Under the Health and Safety at Work Act an employer must ensure, so far as is reasonably practicable, the health and safety of workers who work for it, as well as for the people in its workplace (whether they are other businesses workers, or visitors to the workplace).

This is a significant obligation on employers, but by virtue of the words ‘so far as is reasonably practicable’, this is not an absolute obligation to prevent anything harmful from ever happening and is subject to reasonable limits. For a lot of employers as the roll-out of the vaccination continues, this duty will start to minimise responsibilities from protecting the workplace from the risk of COVID-19. For other employers, in higher risk workplaces, this duty will continue until the world becomes a safer place again.

For those employers in higher risk workplaces, the obvious questions are whether they would be justified to mandate vaccination and/or whether they would be justified in “moving on” an unvaccinated worker in its workforce (whether by termination of employment or redeployment into any available lower risk roles).

Either of these scenarios are problematic from an employment law perspective.

Would a direction to have a COVID-19 vaccination be lawful and reasonable? The case of Engineering Printing and Manufacturing Union v Air New Zealand is somewhat analogous. The full Employment Court considered the legality of a drug testing policy that Air New Zealand was introducing. Under the policy, employees would be asked to provide written consent to the drug test, but an employee refusing to do so or to undergo the test would face the same consequences as in other like situations where an instruction is refused. The Court accepted that the employer’s health and safety obligations made it reasonable for employers to discharge their duties by a variety of available practicable means, including drug testing in safety sensitive areas.

It was noted that a direction to take a drug test may be both lawful and reasonable and, if so, an employee cannot resist it on legal grounds. However, any disadvantage or dismissal that may ensue after a refusal is tested for lawfulness and reasonableness of the instruction as well as the fairness and reasonableness of the employer's actions in all the circumstances.

[Provided data]
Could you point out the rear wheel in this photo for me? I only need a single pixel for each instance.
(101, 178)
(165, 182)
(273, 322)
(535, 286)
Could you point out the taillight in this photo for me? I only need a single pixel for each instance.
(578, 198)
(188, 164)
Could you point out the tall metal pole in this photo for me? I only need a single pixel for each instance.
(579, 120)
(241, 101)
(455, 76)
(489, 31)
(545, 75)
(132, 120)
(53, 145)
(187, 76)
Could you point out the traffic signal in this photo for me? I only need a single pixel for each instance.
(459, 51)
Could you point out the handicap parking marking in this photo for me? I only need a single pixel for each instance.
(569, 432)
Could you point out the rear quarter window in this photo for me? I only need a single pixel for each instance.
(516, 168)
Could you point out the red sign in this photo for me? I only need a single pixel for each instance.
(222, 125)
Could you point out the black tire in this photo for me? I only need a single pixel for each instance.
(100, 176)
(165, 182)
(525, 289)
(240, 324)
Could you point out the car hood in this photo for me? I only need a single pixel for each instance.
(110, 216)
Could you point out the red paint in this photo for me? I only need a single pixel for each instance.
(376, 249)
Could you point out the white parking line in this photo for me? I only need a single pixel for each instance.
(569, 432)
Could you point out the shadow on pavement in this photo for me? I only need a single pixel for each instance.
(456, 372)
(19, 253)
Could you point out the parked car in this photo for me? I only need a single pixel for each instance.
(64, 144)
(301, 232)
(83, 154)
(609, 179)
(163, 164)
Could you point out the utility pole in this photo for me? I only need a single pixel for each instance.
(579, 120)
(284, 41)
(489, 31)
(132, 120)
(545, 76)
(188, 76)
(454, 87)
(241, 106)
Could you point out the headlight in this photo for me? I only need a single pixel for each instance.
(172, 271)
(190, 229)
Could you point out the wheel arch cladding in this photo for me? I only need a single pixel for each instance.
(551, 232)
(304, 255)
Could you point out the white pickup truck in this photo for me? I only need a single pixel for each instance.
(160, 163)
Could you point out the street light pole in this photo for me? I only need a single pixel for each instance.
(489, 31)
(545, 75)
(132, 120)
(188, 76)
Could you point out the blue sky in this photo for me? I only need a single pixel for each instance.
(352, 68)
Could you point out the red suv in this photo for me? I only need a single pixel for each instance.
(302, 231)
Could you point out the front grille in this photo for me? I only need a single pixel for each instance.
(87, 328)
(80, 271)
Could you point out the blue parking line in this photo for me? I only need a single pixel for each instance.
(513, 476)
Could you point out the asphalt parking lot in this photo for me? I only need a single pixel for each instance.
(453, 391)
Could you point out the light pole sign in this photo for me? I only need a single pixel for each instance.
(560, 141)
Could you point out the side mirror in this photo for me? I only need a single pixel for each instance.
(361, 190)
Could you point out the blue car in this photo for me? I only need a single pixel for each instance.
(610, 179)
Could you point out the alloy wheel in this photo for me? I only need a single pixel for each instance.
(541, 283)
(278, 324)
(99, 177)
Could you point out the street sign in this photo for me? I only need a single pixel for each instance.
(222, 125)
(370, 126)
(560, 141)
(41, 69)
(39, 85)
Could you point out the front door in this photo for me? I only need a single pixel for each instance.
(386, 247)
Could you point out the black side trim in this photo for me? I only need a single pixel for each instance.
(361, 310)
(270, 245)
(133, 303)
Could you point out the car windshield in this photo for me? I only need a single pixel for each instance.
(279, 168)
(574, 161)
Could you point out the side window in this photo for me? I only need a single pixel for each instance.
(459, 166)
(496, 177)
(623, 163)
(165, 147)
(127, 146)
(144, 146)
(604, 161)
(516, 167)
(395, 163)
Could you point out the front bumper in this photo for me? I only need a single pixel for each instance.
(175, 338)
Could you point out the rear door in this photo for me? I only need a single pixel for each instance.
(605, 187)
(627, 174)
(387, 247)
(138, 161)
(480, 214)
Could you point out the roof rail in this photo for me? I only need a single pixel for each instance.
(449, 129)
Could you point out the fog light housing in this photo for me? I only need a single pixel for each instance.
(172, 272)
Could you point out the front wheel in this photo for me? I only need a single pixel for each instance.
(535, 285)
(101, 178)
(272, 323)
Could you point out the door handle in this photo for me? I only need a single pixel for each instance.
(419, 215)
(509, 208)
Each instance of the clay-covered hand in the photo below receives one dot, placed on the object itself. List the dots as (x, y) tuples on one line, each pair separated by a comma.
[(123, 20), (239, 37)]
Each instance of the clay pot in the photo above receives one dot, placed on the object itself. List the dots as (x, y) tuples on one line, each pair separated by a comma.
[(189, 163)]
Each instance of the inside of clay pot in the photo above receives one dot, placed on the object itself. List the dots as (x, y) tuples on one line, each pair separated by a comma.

[Work instruction] Print the passage on employer health and safety duties word for word, starting at "It was noted" and ending at "all the circumstances.".

[Written solution]
It was noted that a direction to take a drug test may be both lawful and reasonable and, if so, an employee cannot resist it on legal grounds. However, any disadvantage or dismissal that may ensue after a refusal is tested for lawfulness and reasonableness of the instruction as well as the fairness and reasonableness of the employer's actions in all the circumstances.